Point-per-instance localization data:
*** Begin section ***

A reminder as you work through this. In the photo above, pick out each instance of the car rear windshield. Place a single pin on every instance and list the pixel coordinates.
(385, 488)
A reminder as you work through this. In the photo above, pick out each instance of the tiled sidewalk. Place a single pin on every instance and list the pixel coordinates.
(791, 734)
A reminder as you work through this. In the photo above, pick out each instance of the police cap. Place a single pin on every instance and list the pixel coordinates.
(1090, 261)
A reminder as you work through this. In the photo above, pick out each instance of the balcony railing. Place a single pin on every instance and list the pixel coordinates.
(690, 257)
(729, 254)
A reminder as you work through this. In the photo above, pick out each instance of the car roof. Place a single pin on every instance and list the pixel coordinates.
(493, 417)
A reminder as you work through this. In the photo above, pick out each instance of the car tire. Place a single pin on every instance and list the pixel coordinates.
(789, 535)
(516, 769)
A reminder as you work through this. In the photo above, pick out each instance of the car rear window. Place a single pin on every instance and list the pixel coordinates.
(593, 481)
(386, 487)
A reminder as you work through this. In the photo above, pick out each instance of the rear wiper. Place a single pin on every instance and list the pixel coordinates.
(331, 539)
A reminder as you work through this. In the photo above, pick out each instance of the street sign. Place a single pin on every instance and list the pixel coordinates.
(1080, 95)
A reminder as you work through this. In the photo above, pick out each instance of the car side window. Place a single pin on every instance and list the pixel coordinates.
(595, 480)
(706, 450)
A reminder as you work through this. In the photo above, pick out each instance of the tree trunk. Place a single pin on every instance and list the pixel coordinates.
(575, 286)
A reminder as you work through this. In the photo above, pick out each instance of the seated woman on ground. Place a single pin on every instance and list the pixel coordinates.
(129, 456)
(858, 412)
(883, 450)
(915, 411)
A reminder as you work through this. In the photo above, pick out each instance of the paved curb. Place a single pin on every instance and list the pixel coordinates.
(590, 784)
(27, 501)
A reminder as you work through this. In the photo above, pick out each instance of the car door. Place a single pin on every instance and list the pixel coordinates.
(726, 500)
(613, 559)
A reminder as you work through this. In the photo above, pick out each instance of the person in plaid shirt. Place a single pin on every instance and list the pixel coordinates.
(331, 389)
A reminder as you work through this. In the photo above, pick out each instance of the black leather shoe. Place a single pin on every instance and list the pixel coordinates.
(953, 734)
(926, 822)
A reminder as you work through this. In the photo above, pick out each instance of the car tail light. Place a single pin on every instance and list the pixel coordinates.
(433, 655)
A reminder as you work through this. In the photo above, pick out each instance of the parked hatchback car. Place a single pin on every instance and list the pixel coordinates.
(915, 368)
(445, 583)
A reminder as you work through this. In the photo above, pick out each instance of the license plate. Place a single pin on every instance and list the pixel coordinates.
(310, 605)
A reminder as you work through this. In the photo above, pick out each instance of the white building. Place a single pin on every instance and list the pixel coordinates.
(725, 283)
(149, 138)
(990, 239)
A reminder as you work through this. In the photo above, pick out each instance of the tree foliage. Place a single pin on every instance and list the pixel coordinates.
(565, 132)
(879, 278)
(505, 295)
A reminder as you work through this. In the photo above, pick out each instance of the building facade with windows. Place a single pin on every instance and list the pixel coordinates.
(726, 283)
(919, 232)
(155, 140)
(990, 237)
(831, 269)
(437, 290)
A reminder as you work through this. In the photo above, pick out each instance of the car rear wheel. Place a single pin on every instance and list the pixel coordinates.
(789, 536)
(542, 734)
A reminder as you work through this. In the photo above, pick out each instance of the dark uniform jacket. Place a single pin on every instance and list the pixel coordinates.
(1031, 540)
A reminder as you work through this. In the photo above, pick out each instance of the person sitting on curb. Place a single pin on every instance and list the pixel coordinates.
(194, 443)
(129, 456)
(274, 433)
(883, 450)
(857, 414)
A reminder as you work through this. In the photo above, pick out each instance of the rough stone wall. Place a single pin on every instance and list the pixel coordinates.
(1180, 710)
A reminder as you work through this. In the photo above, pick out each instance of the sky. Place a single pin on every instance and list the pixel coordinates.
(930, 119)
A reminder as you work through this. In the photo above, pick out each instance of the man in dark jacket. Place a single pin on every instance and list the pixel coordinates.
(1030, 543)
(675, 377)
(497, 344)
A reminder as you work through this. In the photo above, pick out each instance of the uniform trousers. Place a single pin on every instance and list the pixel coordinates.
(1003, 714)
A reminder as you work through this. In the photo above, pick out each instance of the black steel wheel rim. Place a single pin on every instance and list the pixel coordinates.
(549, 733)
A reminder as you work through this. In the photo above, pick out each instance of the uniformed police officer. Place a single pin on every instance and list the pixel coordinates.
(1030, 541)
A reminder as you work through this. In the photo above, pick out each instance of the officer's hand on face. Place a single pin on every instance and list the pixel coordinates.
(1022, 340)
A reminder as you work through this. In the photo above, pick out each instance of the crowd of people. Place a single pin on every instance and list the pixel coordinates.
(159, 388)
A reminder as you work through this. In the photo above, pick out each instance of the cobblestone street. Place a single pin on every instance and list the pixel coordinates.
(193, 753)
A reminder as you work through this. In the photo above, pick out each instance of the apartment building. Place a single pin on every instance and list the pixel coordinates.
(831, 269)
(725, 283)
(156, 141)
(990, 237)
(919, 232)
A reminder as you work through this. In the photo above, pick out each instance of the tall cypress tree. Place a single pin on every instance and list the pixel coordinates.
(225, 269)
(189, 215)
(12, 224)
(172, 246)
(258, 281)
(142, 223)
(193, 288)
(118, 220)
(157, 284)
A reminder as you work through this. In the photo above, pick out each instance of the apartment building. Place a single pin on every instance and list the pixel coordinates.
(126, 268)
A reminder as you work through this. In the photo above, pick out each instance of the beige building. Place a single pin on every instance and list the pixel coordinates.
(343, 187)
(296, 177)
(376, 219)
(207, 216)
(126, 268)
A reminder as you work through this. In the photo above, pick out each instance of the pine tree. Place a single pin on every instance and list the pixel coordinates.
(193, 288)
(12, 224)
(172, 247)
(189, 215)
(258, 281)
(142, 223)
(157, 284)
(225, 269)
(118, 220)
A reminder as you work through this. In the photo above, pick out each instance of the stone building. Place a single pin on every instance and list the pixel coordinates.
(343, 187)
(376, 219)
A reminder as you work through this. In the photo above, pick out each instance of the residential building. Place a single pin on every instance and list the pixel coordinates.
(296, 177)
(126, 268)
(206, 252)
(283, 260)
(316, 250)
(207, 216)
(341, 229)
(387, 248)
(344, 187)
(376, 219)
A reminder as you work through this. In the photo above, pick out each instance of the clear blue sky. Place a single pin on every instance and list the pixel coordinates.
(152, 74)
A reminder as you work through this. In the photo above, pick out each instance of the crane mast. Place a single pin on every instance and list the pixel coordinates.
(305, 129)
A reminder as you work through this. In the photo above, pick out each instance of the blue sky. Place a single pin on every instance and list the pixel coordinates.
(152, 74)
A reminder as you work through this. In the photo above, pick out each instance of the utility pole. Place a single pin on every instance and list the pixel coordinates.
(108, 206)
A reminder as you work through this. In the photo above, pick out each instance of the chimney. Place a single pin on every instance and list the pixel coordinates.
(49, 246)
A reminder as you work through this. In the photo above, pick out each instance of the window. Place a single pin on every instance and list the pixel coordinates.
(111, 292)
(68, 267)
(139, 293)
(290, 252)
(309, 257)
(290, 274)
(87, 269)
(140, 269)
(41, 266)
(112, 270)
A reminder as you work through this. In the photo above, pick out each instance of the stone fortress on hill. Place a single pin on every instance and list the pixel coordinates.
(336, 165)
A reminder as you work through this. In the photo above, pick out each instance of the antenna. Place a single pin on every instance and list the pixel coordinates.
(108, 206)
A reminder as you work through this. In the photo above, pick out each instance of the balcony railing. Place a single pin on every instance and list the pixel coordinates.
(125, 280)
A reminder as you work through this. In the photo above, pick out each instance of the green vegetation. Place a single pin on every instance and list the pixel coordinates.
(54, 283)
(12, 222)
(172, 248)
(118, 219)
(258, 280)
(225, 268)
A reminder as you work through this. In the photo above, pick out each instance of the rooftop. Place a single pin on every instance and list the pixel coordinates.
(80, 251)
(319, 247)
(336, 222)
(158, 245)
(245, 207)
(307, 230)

*** End section ***

▶ _Activity_:
Each line from the one that contains "of the rooftop." to the end of the data should be set down exactly, both ends included.

▶ _Problem solution_:
A reminder as you work through this. In the photo above, pick out each instance of the rooftop. Place a single pin on every instance and list the pixel coordinates.
(80, 251)
(319, 247)
(336, 222)
(158, 245)
(245, 207)
(307, 230)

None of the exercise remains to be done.